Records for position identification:
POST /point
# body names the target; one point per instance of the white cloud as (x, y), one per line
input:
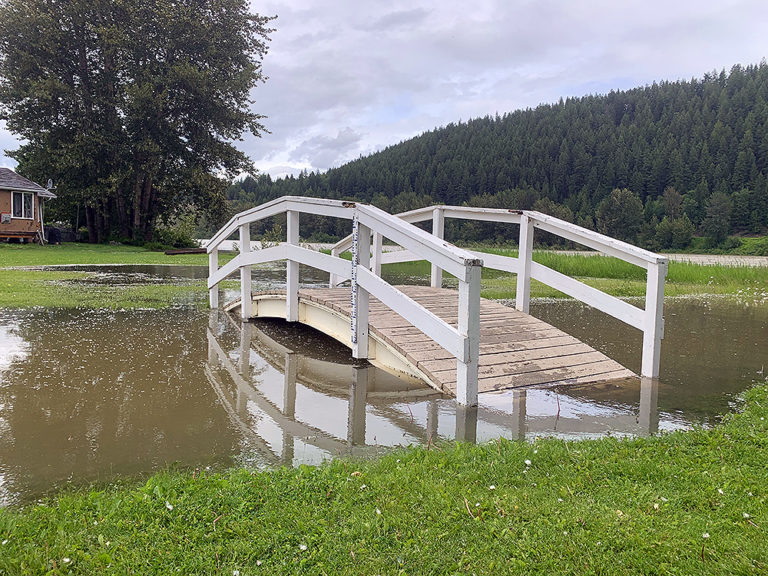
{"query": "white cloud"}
(348, 78)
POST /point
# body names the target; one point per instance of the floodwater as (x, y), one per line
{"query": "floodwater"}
(97, 395)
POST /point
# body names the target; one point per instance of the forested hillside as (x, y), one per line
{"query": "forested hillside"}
(652, 165)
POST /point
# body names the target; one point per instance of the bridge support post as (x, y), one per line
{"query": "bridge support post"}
(358, 392)
(213, 266)
(378, 242)
(333, 282)
(292, 270)
(649, 406)
(469, 327)
(525, 253)
(246, 298)
(653, 323)
(438, 229)
(361, 256)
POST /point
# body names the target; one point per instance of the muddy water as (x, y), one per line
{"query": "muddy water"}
(99, 395)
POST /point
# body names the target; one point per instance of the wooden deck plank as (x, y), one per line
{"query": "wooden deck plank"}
(516, 349)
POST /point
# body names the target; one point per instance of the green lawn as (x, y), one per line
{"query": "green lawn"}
(55, 288)
(683, 503)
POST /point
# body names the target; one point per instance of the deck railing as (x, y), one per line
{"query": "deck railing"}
(649, 319)
(367, 221)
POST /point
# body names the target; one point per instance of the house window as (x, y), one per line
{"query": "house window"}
(22, 205)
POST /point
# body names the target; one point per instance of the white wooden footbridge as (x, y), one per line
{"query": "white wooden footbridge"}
(453, 340)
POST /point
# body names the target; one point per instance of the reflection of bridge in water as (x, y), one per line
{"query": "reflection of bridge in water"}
(281, 398)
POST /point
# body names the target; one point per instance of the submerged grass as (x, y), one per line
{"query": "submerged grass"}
(20, 288)
(93, 254)
(684, 503)
(29, 288)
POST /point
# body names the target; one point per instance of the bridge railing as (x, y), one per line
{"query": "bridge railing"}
(649, 319)
(461, 341)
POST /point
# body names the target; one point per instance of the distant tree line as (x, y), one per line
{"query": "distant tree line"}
(652, 165)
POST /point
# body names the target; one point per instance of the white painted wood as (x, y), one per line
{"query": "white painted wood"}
(484, 214)
(397, 256)
(334, 280)
(338, 267)
(592, 239)
(469, 329)
(250, 258)
(292, 268)
(653, 330)
(321, 207)
(438, 230)
(498, 262)
(624, 311)
(525, 254)
(213, 267)
(271, 254)
(460, 212)
(450, 258)
(246, 298)
(430, 324)
(361, 260)
(378, 241)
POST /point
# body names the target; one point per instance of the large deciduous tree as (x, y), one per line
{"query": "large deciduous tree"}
(132, 107)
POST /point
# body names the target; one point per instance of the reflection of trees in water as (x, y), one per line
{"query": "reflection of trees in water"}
(108, 392)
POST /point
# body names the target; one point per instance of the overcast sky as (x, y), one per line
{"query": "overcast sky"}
(351, 77)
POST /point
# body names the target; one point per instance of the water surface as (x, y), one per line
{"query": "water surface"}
(97, 395)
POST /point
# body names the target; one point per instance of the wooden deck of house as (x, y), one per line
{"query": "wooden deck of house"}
(516, 349)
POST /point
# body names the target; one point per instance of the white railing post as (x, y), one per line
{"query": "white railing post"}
(378, 241)
(525, 253)
(213, 266)
(333, 281)
(653, 324)
(438, 229)
(292, 270)
(469, 328)
(246, 298)
(361, 256)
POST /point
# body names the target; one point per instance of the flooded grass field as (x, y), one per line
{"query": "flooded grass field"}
(98, 395)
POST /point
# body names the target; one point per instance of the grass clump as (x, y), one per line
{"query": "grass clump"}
(684, 503)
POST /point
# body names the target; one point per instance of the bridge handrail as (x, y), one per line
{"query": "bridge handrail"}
(461, 341)
(649, 320)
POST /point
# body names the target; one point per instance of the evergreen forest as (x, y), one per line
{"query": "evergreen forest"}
(655, 165)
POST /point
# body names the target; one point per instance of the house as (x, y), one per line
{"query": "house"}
(21, 207)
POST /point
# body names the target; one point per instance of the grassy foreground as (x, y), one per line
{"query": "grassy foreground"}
(684, 503)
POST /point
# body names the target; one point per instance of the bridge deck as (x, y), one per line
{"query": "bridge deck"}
(516, 349)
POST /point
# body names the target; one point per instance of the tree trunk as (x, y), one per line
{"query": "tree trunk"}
(137, 231)
(90, 222)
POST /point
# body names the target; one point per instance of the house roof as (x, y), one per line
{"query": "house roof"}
(9, 180)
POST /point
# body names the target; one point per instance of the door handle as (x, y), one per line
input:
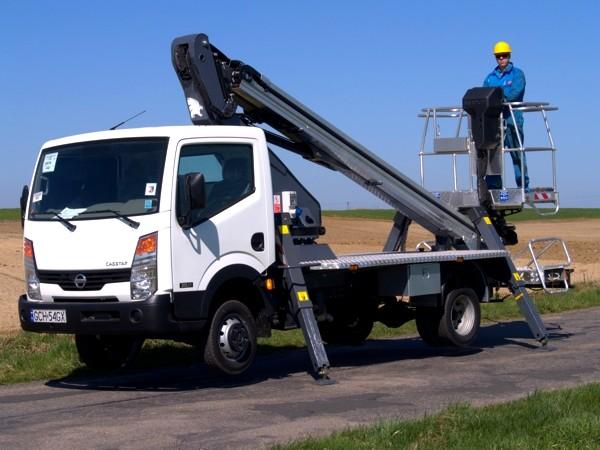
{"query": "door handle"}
(257, 241)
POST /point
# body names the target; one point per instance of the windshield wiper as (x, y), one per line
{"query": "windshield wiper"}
(65, 222)
(123, 218)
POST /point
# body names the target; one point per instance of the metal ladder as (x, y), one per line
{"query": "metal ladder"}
(553, 277)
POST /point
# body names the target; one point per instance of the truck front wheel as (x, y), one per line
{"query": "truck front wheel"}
(101, 352)
(231, 343)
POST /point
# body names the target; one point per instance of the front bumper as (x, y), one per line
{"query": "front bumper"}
(151, 317)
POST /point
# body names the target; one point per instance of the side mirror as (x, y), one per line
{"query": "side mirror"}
(23, 203)
(191, 196)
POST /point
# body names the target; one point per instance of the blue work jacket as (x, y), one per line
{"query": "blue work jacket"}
(512, 82)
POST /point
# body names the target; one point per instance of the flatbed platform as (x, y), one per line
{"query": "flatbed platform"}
(364, 260)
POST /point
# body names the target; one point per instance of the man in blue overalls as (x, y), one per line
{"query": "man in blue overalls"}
(512, 82)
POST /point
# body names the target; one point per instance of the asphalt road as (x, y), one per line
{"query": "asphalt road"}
(279, 401)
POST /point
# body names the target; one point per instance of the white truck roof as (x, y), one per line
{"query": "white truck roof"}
(178, 132)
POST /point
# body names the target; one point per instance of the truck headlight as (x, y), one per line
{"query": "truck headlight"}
(32, 282)
(143, 269)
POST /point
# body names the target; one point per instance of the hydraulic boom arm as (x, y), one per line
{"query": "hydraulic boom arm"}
(216, 88)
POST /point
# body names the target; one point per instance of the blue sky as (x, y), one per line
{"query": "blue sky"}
(368, 67)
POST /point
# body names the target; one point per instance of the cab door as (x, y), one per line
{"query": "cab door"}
(235, 227)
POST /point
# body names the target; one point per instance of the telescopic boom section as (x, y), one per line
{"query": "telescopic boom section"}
(216, 86)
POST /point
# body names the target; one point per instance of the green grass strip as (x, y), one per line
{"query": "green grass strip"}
(526, 214)
(565, 419)
(31, 356)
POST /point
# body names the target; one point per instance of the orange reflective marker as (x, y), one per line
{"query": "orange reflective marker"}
(147, 244)
(27, 248)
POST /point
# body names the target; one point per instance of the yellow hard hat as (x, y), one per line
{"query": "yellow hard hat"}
(502, 47)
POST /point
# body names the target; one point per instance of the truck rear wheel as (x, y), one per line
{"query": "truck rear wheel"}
(231, 342)
(462, 316)
(100, 352)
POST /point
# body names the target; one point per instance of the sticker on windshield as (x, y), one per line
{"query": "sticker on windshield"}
(49, 162)
(150, 188)
(69, 213)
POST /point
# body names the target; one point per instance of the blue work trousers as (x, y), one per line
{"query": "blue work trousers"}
(511, 141)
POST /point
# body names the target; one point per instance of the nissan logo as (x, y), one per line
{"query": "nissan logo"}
(79, 281)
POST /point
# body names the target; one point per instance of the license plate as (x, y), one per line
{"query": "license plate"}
(48, 316)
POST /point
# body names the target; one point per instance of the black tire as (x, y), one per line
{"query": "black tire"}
(231, 341)
(462, 316)
(346, 332)
(428, 325)
(100, 352)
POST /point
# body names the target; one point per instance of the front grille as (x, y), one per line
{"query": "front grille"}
(85, 299)
(94, 279)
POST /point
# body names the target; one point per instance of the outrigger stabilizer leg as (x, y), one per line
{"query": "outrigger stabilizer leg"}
(493, 242)
(299, 301)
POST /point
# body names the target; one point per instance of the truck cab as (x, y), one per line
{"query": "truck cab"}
(114, 244)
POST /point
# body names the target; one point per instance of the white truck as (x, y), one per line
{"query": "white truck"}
(201, 234)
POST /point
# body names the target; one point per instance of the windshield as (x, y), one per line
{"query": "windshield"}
(116, 176)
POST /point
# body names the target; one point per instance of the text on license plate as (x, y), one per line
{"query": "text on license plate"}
(48, 316)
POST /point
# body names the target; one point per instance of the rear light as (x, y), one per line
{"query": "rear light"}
(32, 282)
(143, 280)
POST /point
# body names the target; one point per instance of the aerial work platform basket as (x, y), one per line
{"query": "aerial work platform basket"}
(458, 144)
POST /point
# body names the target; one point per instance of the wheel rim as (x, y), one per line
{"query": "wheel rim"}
(463, 315)
(234, 339)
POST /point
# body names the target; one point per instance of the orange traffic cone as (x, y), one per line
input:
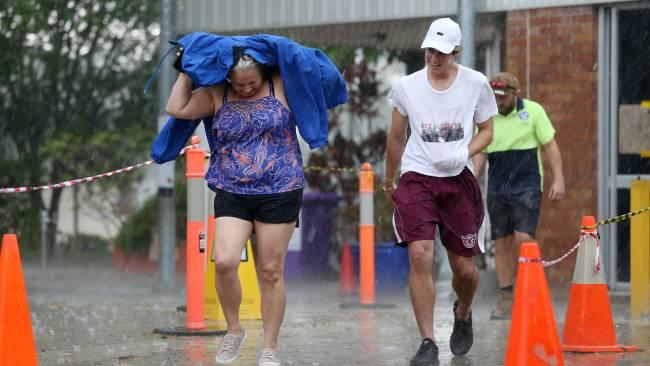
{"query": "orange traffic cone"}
(589, 325)
(346, 275)
(16, 338)
(533, 338)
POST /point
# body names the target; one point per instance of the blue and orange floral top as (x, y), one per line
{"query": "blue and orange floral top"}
(257, 149)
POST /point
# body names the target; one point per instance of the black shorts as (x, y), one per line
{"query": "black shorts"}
(514, 212)
(274, 208)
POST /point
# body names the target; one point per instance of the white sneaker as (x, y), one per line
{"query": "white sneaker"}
(229, 346)
(269, 357)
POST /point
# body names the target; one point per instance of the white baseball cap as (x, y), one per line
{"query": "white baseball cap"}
(443, 35)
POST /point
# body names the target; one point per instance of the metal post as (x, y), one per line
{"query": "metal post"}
(366, 235)
(467, 21)
(44, 221)
(167, 210)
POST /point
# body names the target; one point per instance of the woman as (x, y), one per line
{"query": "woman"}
(256, 172)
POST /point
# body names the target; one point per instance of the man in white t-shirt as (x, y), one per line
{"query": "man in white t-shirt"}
(442, 104)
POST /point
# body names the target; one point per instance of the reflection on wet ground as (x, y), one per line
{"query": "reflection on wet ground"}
(95, 316)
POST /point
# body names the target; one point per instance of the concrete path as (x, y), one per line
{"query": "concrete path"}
(92, 315)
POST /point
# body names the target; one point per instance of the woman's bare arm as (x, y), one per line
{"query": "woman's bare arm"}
(187, 104)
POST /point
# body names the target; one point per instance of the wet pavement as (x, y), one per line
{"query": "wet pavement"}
(93, 315)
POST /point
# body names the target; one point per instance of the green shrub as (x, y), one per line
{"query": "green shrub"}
(136, 234)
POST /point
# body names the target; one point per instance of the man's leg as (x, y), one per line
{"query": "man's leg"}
(421, 287)
(503, 257)
(464, 282)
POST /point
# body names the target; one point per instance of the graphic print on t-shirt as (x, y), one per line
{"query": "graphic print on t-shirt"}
(445, 127)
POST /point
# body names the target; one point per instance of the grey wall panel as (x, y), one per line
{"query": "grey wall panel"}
(241, 15)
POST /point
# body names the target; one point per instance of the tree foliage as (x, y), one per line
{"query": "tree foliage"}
(71, 97)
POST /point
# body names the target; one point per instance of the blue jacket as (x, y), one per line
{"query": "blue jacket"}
(312, 84)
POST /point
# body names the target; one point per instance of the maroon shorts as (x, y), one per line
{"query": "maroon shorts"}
(452, 203)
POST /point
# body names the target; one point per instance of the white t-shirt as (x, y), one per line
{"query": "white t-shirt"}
(442, 122)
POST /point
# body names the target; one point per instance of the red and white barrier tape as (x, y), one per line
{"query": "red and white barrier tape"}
(73, 182)
(583, 234)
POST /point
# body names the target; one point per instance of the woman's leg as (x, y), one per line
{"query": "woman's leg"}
(272, 242)
(231, 235)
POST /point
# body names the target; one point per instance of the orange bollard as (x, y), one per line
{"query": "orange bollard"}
(589, 325)
(16, 338)
(366, 235)
(196, 237)
(533, 338)
(346, 275)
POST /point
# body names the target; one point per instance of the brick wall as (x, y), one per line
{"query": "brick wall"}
(562, 77)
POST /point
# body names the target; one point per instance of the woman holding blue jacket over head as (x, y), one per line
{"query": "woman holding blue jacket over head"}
(256, 166)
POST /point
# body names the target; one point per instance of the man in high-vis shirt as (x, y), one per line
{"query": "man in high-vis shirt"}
(523, 134)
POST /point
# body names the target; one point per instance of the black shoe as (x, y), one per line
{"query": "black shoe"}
(462, 337)
(427, 354)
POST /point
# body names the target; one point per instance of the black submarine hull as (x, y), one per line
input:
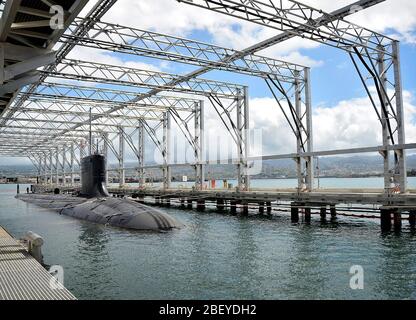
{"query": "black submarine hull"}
(94, 203)
(115, 212)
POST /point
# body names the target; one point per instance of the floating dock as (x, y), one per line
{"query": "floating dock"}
(22, 277)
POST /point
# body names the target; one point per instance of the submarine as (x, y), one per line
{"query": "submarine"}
(94, 203)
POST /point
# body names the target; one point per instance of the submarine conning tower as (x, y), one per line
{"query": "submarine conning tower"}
(93, 172)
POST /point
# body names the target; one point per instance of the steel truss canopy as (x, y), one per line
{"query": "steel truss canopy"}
(27, 39)
(53, 108)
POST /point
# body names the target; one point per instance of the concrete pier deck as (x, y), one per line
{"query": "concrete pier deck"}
(24, 278)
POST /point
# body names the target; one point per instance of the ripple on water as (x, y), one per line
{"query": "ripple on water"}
(221, 257)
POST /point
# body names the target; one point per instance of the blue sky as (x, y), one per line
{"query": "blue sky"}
(336, 89)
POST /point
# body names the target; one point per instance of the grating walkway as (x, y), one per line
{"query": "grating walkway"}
(22, 277)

- Your objective -
Please gather and copy every line of the records above that contains the string "tape". Treat uppercase and lowercase letters as different.

- Task solution -
# body names the target; one point per instance of the red and white barrier tape as (x, y), one per line
{"query": "red and white barrier tape"}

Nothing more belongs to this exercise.